* [Selected passage]
══════

From fantasy to reality: The story of Vugar Huseynzade

Posted by Iain Macintosh

Iona HodgsonThe boy who would be king: Vugar Huseynzade went from an expert at playing Football Manager to managing FC Baku in Azerbaijan.

Those of us who suffer an addiction to "Football Manager," a condition as incurable as a zombie’s bite, will know the feeling well. We’ve all voiced it at some point. It is the strange belief that because of your skills on the laptop, and in spite of your complete absence of appropriate experience, surely you could manage a real football team and take it to the top. Well, in November 2012, 22-year-old Vugar Huseynzade was offered the chance to prove it.

Despite his tender years and a background in risk management, "Football Manager" fan Huseynzade is the current manager of Azerbaijani Premier League side FC Baku. Like a geeky remake of cult movie "Weird Science," from the computer programme came something all too real. And while FC Baku might not seem as attractive a proposition as Kelly Le Brock, for millions of "Football Manager" gamers around the world, it sounded like a dream come true.

══════

* [What is being asked] Please write out the article about Vugar Huseynzade from "From fantasy to" to "Baku in Azerbaijan.".

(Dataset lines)
══════

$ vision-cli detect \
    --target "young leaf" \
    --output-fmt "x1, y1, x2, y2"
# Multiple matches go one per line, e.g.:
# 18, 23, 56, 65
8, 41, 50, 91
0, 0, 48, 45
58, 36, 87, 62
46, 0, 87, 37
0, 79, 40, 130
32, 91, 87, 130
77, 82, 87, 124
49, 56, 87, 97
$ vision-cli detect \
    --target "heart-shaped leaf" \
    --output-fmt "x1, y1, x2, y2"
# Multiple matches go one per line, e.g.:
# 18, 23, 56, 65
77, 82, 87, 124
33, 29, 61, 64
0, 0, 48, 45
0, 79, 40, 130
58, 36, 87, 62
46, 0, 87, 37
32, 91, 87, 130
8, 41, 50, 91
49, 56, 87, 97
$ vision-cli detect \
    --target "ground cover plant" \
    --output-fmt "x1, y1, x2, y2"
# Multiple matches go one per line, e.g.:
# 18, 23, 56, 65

══════

* [Exercise result]
From fantasy to reality: The story of Vugar Huseynzade

Posted by Iain Macintosh

Iona HodgsonThe boy who would be king: Vugar Huseynzade went from an expert at playing Football Manager to managing FC Baku in Azerbaijan.